• [Set problem]
Copy the lines that follow, keeping every character the same.

• [Information supplied]
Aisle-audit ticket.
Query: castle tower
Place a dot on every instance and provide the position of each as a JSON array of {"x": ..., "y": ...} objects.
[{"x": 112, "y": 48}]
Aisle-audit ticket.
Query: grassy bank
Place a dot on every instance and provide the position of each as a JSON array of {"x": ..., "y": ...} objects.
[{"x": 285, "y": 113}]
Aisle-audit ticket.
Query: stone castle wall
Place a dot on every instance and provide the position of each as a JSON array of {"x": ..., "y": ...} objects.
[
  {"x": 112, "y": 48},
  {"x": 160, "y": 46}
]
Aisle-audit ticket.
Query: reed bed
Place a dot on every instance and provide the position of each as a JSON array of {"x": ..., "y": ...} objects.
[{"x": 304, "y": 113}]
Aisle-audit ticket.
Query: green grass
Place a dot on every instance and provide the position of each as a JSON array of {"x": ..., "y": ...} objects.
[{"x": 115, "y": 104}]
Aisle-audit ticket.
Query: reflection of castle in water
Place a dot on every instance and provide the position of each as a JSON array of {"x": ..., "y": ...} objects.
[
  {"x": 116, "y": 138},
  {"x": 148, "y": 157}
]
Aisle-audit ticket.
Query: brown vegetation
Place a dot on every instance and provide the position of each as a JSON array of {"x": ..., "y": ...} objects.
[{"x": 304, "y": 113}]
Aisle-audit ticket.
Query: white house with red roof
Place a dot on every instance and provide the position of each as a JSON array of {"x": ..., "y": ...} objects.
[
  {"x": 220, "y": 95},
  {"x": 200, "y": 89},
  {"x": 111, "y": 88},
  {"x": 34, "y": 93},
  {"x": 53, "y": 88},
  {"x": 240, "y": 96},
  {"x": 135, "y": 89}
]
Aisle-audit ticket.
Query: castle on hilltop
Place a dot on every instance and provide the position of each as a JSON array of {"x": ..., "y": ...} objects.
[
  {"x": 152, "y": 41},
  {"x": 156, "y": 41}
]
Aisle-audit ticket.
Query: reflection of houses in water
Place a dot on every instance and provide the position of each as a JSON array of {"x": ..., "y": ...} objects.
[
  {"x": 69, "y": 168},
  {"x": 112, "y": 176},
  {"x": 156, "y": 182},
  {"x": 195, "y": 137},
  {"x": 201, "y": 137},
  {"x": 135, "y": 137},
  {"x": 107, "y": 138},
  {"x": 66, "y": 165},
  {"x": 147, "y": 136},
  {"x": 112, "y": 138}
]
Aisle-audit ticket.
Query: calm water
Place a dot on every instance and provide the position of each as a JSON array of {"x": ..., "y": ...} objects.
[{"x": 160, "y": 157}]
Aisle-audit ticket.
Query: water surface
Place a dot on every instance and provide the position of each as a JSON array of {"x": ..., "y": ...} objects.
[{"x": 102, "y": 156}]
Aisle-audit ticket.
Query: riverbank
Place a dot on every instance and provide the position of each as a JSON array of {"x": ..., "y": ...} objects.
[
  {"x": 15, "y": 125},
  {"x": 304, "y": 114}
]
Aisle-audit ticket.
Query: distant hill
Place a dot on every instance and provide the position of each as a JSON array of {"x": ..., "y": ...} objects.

• [Output of the exercise]
Aisle-audit ticket.
Query: castle tower
Place a dot on every instance and provide the position of each as a JSON array of {"x": ..., "y": ...} objects.
[{"x": 112, "y": 48}]
Aisle-audit ticket.
Query: grassy bank
Place a dot on every instance and provide the position of each as a JSON array of {"x": ..., "y": ...} objects.
[{"x": 285, "y": 113}]
Aisle-audit ticket.
Query: stone castle wall
Place a dot on every instance and provide the position of each as a JSON array of {"x": ..., "y": ...} objects.
[
  {"x": 112, "y": 48},
  {"x": 160, "y": 46}
]
Aisle-audit ticket.
Query: reed bed
Place a dot on every instance and provide the position of each as a JSON array of {"x": ..., "y": ...} objects.
[{"x": 304, "y": 113}]
Aisle-audit ticket.
Query: green grass
Place a dot on every instance and provide the position of each as a JSON array of {"x": ..., "y": ...} objects.
[{"x": 115, "y": 104}]
Aisle-audit ticket.
Query: reflection of castle in water
Place a dot on every instance and provide the position of each as a JSON array of {"x": ..., "y": ...} objects.
[
  {"x": 116, "y": 138},
  {"x": 148, "y": 157}
]
Aisle-audit ticket.
Query: brown vegetation
Place a dot on every instance and provide the position of each as a JSON array of {"x": ..., "y": ...} objects.
[{"x": 304, "y": 113}]
Aisle-audit ticket.
Query: white house with red roof
Place a dot on every instance and provide the position of each as a JSON array of {"x": ..., "y": ...} objects.
[
  {"x": 220, "y": 95},
  {"x": 200, "y": 89},
  {"x": 111, "y": 88},
  {"x": 34, "y": 93},
  {"x": 53, "y": 88},
  {"x": 240, "y": 96},
  {"x": 135, "y": 89}
]
Aisle-audit ticket.
Query: castle on hilltop
Place a dot on every instance and provide the position of each as a JSON array of {"x": ..., "y": ...} objects.
[
  {"x": 152, "y": 41},
  {"x": 156, "y": 41}
]
Aisle-audit ticket.
Query: reflection of houses in water
Place a dot on every instance and provide the position of each as a JSON array of {"x": ..., "y": ...} objects.
[
  {"x": 69, "y": 168},
  {"x": 112, "y": 176},
  {"x": 156, "y": 182},
  {"x": 195, "y": 137},
  {"x": 201, "y": 137},
  {"x": 135, "y": 137},
  {"x": 107, "y": 138},
  {"x": 66, "y": 165},
  {"x": 147, "y": 136},
  {"x": 112, "y": 138}
]
Aisle-audit ticket.
Query: calm water
Place a dot on every instance and provide the position of each as a JSON array of {"x": ..., "y": ...} objects.
[{"x": 160, "y": 157}]
Aisle-audit ticket.
Query: water surface
Place a dot on every instance and provide the position of each as a JSON array of {"x": ..., "y": ...} objects.
[{"x": 102, "y": 156}]
Aisle-audit ticket.
Query: riverbank
Place a dot on every instance and provide the position of each as a JSON array of {"x": ..., "y": ...} objects.
[
  {"x": 15, "y": 125},
  {"x": 304, "y": 114}
]
Aisle-audit ticket.
Query: distant hill
Place a dot on every instance and provide the position of each as a JSON array of {"x": ..., "y": ...} objects.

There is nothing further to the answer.